--- BEGIN GIVEN DATA ---
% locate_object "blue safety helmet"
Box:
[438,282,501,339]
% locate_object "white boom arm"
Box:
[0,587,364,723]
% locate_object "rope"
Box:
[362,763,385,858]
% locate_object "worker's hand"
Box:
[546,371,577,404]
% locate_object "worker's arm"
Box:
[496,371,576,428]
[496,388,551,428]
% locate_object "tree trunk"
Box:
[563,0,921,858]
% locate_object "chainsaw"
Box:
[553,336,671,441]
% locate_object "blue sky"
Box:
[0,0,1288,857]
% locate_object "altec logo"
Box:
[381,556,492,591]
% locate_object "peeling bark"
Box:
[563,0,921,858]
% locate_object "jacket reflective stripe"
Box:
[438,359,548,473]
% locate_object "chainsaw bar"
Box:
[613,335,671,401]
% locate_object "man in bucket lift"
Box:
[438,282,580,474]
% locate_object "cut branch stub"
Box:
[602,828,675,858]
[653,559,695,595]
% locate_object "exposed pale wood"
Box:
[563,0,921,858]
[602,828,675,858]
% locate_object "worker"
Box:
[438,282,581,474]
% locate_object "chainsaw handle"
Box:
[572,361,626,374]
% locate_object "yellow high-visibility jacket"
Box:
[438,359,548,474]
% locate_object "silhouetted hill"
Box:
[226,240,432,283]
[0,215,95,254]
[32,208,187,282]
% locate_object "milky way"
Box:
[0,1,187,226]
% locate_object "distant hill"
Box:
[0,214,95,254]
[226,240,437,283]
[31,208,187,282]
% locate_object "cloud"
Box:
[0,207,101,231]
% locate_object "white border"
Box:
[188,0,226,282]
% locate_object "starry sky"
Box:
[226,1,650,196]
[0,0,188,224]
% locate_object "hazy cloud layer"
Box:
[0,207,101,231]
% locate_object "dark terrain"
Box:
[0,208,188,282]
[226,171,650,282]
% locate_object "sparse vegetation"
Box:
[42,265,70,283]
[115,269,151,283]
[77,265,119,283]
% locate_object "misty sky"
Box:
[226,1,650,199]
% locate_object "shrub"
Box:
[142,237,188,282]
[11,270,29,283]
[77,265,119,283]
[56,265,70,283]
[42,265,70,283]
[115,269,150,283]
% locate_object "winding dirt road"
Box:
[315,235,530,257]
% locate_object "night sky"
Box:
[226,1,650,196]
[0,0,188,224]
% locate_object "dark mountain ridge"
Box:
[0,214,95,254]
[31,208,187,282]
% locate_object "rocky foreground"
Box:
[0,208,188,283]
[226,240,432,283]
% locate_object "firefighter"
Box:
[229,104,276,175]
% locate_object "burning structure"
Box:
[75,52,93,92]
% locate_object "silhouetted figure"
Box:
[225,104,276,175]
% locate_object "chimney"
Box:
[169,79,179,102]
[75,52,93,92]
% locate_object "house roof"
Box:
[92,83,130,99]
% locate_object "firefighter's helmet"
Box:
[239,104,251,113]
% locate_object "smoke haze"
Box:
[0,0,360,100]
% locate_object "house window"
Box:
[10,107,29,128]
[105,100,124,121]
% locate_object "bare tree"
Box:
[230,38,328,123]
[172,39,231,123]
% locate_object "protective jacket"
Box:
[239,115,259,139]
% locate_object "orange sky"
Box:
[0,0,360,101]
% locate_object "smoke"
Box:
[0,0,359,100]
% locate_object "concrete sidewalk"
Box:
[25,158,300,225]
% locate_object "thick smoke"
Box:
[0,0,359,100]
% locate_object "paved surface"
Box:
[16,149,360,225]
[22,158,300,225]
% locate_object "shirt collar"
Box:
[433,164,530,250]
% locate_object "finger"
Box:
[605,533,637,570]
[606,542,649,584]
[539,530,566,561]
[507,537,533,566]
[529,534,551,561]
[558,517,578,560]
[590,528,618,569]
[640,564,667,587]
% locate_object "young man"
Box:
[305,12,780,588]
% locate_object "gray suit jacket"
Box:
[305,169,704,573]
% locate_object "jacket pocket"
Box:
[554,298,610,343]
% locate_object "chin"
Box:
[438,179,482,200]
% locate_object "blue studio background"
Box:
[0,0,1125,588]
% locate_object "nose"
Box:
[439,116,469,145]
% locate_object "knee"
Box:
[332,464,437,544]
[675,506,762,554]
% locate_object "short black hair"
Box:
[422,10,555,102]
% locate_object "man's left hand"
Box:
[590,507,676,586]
--- END GIVEN DATA ---
• _THE REQUEST_: Copy every one of the records above line for line, with nothing changed.

• _SOLUTION TO THE EXERCISE_:
% locate_object "blue safety helmet"
Box:
[438,282,501,339]
% locate_object "white boom arm"
Box:
[0,587,364,723]
% locate_object "rope"
Box:
[362,763,385,858]
% locate_object "worker's hand"
Box:
[546,371,577,404]
% locate_object "worker's arm"
Box:
[496,371,576,428]
[496,388,551,428]
% locate_object "tree trunk"
Box:
[563,0,921,858]
% locate_object "chainsaw"
Box:
[553,336,671,441]
% locate_object "blue sky"
Box:
[0,0,1288,857]
% locate_object "altec logo"
Box:
[381,556,492,591]
% locate_object "peeling bark"
Box:
[563,0,921,858]
% locate_object "jacket reflective stripe"
Box:
[438,359,548,473]
% locate_object "chainsaw bar"
Box:
[613,335,671,401]
% locate_object "man in bucket lift"
Box:
[438,282,580,474]
% locate_object "cut branch stub"
Box:
[602,828,675,858]
[653,559,695,595]
% locate_object "exposed pale wood"
Box:
[563,0,921,858]
[602,828,675,858]
% locate_object "worker"
Box:
[438,282,581,474]
% locate_object "chainsaw handle"
Box:
[572,361,626,374]
% locate_object "yellow high-visibility jacket"
Box:
[438,359,548,474]
% locate_object "silhouetted hill"
Box:
[226,240,432,283]
[0,215,95,254]
[32,208,187,282]
% locate_object "milky way"
Box:
[0,1,187,226]
% locate_object "distant hill"
Box:
[0,214,95,254]
[226,240,437,283]
[31,208,187,282]
% locate_object "cloud"
Box:
[0,207,101,231]
% locate_object "white border"
Box:
[188,0,226,282]
% locate_object "starry sky"
Box:
[226,1,650,196]
[0,0,188,224]
% locate_object "hazy cloud layer"
Box:
[0,207,101,231]
% locate_object "dark terrain"
Box:
[0,208,188,282]
[226,171,650,282]
% locate_object "sparse vegetation"
Box:
[42,265,70,283]
[115,269,151,283]
[77,265,119,283]
% locate_object "misty sky"
Box:
[226,1,650,199]
% locate_object "shrub"
Box:
[142,237,188,282]
[11,270,29,283]
[77,265,119,283]
[56,265,70,283]
[42,265,70,283]
[115,269,150,283]
% locate_object "winding dirt road"
Box:
[315,235,530,257]
% locate_object "night sky"
Box:
[226,1,650,196]
[0,0,188,224]
% locate_object "dark mountain ridge"
Box:
[0,214,95,254]
[31,208,187,282]
% locate_object "rocky foreground"
Box:
[0,208,188,283]
[226,240,432,283]
% locate_object "firefighter"
Box:
[229,104,276,175]
% locate_object "burning structure"
Box:
[75,52,93,92]
% locate_object "silhouetted figure"
Box:
[225,104,276,175]
% locate_object "chimney"
Box:
[169,79,179,102]
[75,52,93,92]
% locate_object "house roof"
Box:
[92,83,130,99]
% locate_object "firefighter's helmet"
Box:
[239,104,251,113]
% locate_object "smoke haze"
Box:
[0,0,360,100]
% locate_object "house window"
Box:
[10,107,29,128]
[105,100,124,121]
% locate_object "bare tree"
Box:
[230,38,328,123]
[172,39,231,123]
% locate_object "protective jacket"
Box:
[239,115,259,139]
% locate_object "orange sky"
Box:
[0,0,360,101]
% locate_object "smoke"
Box:
[0,0,359,100]
% locate_object "concrete sidewalk"
Box:
[25,158,300,225]
% locate_object "thick smoke"
Box:
[0,0,359,100]
% locate_object "paved surface"
Box:
[16,149,360,225]
[22,158,300,225]
% locate_object "shirt collar"
Box:
[433,164,530,250]
% locate_object "finger"
Box:
[605,533,637,570]
[606,542,649,584]
[539,530,566,561]
[507,537,533,566]
[529,534,551,561]
[558,517,578,560]
[590,528,618,569]
[640,564,667,587]
% locate_object "young man"
Box:
[305,12,780,588]
% locate_object "gray suit jacket"
Box:
[305,169,704,573]
% locate_object "jacket pocket"
Box:
[554,298,610,343]
% locate_object "chin"
Box:
[438,179,482,200]
% locate_object "blue studio background"
Box:
[0,0,1125,588]
% locate_object "nose"
Box:
[439,116,469,145]
% locate_object "knee"
Box:
[332,464,437,544]
[675,506,762,554]
% locate_object "short black hair"
Box:
[422,10,555,102]
% locate_object "man's left hand"
Box:
[590,507,676,586]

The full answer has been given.